Only the lines that hold the word "paddle" are wanted from this listing.

• Recorded information:
*** Block opens ***
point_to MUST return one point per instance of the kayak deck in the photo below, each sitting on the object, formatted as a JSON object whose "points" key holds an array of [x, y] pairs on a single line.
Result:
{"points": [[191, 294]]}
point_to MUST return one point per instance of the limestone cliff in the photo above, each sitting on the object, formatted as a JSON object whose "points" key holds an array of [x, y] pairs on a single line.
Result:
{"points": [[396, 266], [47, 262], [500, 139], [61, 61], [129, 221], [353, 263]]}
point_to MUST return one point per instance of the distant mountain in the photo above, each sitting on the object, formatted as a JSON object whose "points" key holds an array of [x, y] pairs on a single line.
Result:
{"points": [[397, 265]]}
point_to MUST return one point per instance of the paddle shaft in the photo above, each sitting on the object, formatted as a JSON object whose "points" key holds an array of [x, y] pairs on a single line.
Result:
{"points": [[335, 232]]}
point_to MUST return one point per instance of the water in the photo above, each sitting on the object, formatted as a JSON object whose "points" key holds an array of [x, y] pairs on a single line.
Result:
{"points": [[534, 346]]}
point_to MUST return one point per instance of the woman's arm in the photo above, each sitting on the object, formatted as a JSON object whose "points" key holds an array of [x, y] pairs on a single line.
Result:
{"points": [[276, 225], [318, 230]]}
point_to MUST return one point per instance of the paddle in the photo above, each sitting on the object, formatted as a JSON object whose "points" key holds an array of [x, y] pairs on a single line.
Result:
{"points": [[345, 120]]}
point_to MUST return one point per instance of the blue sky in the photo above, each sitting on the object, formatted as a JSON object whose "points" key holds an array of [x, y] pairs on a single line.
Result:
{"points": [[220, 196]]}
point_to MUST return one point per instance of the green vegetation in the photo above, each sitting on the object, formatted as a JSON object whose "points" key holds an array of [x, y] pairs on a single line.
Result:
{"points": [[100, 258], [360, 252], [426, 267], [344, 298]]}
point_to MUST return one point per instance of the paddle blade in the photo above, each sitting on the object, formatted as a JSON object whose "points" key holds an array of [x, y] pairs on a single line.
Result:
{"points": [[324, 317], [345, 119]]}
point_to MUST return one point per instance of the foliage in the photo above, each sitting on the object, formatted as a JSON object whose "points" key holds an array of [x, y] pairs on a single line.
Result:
*** Block closes ***
• Answer to the exercise:
point_to MUST return one point per instance of the paddle shaft in the photo above, each sitting on the object, formatted as a JSON object whose "points" key holds an array of [x, y] pairs on a single line.
point_to MUST return one point per instance of the paddle in the photo above, each sitting on the object, formatted as a JSON object whose "points" key holds an array of [x, y] pairs on a single line.
point_to MUST return one point per instance of the paddle blade in the photo above, each sitting on the object, formatted as a JSON object whose "points" key holds an array of [x, y] pairs on a single line.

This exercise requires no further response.